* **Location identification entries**

((

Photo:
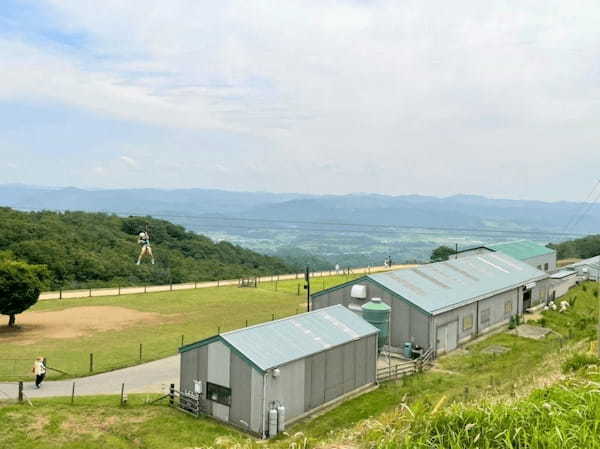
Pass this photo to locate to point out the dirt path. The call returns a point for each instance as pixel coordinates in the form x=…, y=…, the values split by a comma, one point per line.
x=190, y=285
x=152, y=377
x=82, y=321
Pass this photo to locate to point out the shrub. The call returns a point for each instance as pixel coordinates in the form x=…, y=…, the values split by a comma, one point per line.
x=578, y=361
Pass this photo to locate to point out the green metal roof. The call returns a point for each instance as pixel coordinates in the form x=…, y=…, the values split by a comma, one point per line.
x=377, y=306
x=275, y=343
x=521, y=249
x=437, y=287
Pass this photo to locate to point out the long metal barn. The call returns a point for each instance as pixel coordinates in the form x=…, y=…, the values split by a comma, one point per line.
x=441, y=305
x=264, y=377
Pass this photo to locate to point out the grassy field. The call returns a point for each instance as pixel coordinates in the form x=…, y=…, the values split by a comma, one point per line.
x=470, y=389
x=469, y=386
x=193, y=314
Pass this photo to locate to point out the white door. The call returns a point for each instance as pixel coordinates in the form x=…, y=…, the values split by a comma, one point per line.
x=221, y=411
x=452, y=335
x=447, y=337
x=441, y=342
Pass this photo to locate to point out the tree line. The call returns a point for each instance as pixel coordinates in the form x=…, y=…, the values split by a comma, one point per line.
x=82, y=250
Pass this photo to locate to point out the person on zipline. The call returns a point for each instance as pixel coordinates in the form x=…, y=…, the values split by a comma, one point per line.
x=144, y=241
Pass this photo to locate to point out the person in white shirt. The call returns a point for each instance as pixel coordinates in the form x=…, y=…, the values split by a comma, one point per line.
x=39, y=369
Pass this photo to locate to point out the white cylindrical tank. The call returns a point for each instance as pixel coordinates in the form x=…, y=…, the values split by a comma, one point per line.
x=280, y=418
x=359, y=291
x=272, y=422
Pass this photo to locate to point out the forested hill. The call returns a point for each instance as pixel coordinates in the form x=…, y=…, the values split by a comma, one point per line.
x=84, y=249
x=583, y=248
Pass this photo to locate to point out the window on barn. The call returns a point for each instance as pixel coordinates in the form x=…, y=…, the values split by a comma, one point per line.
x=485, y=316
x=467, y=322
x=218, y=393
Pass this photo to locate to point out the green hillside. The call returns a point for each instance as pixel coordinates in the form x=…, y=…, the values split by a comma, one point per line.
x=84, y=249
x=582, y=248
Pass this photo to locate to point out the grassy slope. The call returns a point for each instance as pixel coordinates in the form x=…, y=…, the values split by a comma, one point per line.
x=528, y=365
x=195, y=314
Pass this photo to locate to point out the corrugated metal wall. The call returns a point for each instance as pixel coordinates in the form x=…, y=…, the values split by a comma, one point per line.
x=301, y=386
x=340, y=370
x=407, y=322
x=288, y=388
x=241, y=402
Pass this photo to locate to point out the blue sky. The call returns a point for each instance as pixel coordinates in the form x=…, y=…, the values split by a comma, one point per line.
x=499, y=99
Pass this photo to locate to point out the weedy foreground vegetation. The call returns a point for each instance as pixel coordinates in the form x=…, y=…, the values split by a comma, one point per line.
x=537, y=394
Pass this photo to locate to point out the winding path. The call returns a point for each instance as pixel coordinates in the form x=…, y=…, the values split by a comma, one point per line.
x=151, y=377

))
((

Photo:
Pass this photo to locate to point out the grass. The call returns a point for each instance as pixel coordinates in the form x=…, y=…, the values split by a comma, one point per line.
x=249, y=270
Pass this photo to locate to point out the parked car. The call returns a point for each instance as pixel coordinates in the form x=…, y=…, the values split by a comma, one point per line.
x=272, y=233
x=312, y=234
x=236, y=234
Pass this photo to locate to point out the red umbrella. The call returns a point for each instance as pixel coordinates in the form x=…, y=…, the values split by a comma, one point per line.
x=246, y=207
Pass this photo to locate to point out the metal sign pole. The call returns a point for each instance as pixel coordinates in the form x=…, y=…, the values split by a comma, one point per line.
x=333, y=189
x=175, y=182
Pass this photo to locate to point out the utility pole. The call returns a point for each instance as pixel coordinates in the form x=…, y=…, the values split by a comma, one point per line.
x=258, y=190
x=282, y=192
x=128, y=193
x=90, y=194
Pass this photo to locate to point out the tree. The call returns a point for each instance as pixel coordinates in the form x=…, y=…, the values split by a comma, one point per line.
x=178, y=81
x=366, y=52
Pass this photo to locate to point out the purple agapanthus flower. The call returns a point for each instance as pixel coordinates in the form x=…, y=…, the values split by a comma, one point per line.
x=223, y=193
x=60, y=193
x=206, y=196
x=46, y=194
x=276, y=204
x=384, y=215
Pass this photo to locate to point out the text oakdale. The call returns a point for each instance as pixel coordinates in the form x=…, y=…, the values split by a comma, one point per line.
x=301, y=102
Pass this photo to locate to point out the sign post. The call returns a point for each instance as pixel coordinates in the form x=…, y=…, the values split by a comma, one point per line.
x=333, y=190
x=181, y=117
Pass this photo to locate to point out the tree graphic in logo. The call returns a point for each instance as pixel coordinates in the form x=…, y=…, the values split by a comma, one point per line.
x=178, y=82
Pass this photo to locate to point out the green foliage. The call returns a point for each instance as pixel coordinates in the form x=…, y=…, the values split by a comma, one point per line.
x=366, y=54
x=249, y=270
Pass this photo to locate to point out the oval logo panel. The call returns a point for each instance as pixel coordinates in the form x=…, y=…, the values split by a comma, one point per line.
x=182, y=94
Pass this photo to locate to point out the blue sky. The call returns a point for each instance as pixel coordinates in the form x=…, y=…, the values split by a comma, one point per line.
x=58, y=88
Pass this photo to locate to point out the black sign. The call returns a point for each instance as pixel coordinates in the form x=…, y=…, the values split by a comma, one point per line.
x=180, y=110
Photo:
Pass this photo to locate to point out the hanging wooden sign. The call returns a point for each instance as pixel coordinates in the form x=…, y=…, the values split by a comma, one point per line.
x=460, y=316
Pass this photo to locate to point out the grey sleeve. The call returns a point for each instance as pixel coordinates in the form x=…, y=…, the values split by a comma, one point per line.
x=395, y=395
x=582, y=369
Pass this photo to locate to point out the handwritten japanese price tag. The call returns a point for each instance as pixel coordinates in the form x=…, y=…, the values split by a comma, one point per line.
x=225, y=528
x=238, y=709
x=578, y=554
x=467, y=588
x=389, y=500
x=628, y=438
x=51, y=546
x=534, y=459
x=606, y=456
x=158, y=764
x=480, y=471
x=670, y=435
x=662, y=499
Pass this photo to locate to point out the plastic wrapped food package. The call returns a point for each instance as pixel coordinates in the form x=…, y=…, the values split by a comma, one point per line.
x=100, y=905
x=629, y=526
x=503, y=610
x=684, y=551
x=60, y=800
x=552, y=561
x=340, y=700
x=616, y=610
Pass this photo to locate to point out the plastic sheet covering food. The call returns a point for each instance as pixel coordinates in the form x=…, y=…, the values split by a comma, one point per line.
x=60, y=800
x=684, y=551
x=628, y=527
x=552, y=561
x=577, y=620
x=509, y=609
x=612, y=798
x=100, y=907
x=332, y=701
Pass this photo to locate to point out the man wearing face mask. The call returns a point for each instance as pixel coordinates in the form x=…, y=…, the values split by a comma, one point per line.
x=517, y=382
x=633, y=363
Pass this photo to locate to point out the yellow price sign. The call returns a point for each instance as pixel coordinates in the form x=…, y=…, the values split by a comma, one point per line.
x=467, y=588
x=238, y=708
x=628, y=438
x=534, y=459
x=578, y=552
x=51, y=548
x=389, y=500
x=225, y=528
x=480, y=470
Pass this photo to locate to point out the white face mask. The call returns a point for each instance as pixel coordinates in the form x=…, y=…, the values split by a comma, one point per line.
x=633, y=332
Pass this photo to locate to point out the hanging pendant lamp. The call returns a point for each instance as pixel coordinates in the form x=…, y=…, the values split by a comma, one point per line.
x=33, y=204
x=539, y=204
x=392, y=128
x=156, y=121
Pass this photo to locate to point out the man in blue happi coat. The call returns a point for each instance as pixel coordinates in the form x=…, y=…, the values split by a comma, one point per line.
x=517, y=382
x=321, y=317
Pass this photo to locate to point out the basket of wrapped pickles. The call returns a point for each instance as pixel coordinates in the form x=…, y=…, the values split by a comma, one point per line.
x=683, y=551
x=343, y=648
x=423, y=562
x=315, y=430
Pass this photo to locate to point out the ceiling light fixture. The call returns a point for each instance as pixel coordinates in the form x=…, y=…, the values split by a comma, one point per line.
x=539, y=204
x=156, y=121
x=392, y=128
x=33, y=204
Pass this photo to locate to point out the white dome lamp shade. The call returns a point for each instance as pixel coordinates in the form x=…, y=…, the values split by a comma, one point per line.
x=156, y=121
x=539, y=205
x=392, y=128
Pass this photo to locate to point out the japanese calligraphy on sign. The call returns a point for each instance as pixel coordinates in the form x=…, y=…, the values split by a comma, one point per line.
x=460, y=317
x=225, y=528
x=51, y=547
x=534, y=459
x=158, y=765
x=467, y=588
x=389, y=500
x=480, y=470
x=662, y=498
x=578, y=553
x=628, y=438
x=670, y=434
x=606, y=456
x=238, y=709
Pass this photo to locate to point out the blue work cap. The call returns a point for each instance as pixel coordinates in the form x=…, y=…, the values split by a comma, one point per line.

))

* **INSTRUCTIONS TO FOLLOW**
Count the lines in the entries above that contain the string "barn", treating uppercase and lowercase as different, and give only that number.

* **OUTPUT BELOW**
2